**Supplied material**
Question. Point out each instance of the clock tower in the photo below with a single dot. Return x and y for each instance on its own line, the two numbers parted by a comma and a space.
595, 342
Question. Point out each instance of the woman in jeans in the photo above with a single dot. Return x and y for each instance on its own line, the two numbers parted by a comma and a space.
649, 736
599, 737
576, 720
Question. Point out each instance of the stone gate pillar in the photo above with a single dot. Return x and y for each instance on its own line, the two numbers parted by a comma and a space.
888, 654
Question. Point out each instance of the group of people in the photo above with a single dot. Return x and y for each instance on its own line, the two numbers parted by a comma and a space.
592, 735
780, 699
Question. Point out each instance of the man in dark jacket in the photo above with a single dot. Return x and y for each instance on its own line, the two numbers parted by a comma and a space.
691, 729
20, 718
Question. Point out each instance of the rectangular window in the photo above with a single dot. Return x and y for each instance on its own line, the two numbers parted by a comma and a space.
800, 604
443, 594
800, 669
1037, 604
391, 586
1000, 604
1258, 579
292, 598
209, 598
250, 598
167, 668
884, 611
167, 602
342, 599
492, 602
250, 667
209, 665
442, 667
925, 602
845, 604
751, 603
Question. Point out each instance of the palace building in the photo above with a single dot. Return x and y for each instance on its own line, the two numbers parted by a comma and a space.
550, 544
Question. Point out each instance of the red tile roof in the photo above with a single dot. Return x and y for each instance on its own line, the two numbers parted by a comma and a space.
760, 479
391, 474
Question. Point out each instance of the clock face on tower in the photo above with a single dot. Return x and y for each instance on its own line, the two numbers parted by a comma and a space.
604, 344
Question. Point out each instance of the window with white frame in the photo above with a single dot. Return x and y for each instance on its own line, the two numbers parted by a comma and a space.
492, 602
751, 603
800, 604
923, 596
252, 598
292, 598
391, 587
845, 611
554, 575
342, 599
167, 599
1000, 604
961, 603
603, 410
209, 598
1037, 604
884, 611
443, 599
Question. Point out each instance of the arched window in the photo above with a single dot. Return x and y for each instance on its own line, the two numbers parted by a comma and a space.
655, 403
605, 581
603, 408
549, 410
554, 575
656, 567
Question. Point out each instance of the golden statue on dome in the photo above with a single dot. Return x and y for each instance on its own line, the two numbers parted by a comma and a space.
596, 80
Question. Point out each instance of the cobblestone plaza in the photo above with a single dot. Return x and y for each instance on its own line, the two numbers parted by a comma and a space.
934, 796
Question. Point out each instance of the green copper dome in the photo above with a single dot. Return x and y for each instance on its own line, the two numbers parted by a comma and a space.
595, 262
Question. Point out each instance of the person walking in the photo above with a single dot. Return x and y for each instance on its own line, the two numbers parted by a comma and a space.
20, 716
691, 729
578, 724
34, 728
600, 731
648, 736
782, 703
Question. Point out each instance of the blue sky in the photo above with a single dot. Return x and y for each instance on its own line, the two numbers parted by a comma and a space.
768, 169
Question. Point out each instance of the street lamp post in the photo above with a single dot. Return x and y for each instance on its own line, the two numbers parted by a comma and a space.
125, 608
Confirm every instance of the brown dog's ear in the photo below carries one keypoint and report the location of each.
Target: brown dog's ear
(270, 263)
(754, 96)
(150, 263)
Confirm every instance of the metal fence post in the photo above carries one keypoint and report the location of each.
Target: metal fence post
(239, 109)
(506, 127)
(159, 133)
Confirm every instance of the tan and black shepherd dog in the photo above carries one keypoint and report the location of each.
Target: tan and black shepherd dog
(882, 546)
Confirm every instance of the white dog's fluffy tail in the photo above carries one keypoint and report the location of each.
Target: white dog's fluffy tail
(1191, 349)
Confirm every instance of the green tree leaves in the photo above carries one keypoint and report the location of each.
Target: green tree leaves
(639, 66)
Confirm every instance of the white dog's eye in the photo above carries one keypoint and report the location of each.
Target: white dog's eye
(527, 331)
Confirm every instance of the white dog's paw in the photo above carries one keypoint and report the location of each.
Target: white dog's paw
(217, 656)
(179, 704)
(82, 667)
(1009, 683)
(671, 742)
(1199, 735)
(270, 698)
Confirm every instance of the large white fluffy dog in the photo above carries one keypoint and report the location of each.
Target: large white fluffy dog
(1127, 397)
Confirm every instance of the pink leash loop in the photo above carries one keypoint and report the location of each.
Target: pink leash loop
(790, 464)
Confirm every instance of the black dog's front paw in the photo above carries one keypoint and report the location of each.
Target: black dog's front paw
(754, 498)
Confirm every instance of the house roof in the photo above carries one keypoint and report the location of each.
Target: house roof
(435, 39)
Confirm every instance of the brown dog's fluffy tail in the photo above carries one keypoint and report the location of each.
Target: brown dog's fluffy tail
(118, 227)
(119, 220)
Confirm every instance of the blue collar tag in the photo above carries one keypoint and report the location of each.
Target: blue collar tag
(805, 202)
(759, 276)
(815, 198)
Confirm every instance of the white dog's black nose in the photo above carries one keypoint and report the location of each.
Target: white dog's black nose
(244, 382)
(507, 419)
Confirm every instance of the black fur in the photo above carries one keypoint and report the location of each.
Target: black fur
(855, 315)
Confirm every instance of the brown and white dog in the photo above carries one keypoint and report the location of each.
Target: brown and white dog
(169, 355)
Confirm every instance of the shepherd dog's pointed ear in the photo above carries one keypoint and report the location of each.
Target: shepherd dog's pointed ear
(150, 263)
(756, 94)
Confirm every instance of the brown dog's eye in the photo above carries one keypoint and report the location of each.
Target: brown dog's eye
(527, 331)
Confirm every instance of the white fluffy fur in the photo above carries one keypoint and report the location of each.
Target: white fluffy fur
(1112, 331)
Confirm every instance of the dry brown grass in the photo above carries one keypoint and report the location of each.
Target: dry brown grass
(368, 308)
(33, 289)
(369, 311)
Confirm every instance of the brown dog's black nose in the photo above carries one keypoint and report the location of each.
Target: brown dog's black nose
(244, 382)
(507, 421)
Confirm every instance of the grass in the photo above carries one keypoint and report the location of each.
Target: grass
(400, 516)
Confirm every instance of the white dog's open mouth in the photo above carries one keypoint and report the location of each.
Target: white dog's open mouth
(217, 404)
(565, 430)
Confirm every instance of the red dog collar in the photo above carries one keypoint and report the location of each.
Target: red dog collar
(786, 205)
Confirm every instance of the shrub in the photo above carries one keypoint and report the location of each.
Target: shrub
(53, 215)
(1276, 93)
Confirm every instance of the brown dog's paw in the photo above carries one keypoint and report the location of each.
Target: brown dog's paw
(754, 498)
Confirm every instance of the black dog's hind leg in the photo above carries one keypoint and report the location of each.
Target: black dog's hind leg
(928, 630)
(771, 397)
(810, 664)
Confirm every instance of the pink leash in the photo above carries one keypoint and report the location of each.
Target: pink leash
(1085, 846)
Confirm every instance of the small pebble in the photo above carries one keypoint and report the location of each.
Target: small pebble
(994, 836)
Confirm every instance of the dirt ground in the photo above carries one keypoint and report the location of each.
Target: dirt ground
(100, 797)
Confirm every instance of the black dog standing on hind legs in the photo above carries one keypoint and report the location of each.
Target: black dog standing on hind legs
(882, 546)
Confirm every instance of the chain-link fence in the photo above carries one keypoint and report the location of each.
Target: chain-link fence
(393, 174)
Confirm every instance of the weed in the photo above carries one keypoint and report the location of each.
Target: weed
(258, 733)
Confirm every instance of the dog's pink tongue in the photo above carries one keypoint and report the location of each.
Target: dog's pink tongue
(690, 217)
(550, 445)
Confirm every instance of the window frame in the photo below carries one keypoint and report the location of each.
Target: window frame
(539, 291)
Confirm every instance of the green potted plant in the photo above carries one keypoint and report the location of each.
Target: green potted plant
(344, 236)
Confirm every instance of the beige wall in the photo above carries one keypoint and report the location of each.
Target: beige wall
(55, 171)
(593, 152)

**What you have to do**
Rewrite the stretch from the line containing "Confirm every instance of the brown dog's paw" through the end of the listing, swapping "keypoint" for "marker" and leaving everything else unchanged.

**Answer in full**
Confirm every instance of the brown dog's paw in the photo above carries one marker and report the location of each.
Target: brown dog's paw
(754, 498)
Confirm every instance of the black dog's hind leg in the photo above carries one marker and report the location of each.
Target: black dog's hind leg
(928, 630)
(771, 397)
(810, 664)
Confirm every instance of the pink leash in the photo above carries one marker and report the location of each.
Target: pink leash
(1085, 846)
Confirm every instance of the small pebble in the photo above carries one marker and report the location of each.
Target: small pebble
(994, 836)
Confirm every instance of the dirt ground in the photo above carries one marker and report the location of each.
Target: dirt ground
(100, 797)
Confirm every instance of the black dog standing on hind legs in the photo above carries one marker and report the location of each.
Target: black dog standing on hind legs
(882, 546)
Confirm every instance of the chain-link fence in the photo above carries one marker and report the location of each.
Target: chain-link fence
(393, 174)
Confirm every instance of the weed in the photo above carries one marker and report the location of each.
Target: weed
(258, 733)
Confirm every instance of the dog's pink tongue in the photo above carries one marker and report the location of each.
Target: dog's pink tongue
(690, 217)
(550, 445)
Confirm every instance of the window frame in the photo below carries one marker and report the location of each.
Target: window frame
(539, 291)
Confirm every instance of the green potted plant in the photo above carries one marker and report the location of each.
Target: green potted plant
(344, 236)
Confirm every instance of the beige wall in the photo above carries one marker and report the location of each.
Target: beige wall
(55, 171)
(593, 152)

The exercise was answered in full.